** START OF ARTICLE **
Work, force, power turbine pump problem

In summary, the conversation discusses the use of water to store energy in electric-power companies. The question is how many cubic meters of water would need to be pumped from a lower to higher reservoir, 520 m apart, to store the energy produced by a 120*106 electric-power plant in 1.0 hour. The solution involves finding the gravitational potential energy of the water at 520 m, which is then used to find the mass of water needed to produce the desired energy output. The final answer is approximately 84772 m3 of water.
** END OF ARTICLE **
** START OF DATASET CONTENT **
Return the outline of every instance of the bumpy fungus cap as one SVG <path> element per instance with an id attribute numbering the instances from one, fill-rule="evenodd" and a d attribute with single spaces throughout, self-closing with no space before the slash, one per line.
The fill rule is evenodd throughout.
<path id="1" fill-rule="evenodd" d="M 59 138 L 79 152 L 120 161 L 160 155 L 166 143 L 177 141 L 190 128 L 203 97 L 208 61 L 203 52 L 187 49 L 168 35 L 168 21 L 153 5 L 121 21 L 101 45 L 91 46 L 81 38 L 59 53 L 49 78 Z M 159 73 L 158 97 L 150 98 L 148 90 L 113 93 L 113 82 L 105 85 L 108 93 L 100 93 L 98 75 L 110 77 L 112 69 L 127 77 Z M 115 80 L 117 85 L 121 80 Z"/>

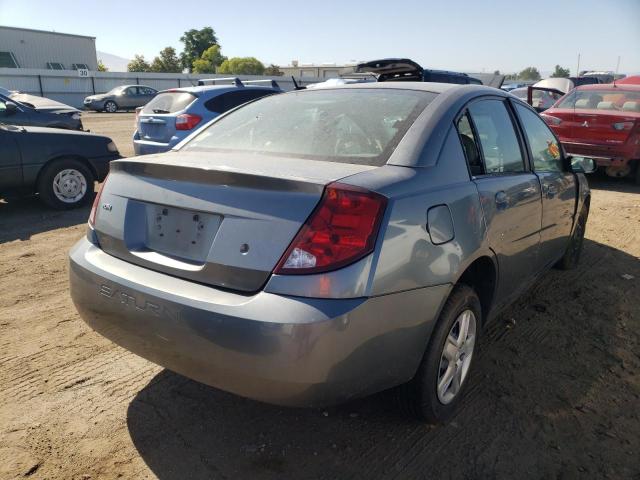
** END OF DATASET CONTENT **
## WHAT THE EXERCISE ASKS
Using the summary of the pump problem, answer these:
1. How far apart are the lower and higher reservoirs?
2. Over what span of time must the plant's energy be stored?
3. About how much water does the final answer give?

## OUTPUT OF THE EXERCISE
1. 520 m
2. 1.0 hour
3. Approximately 84772 m3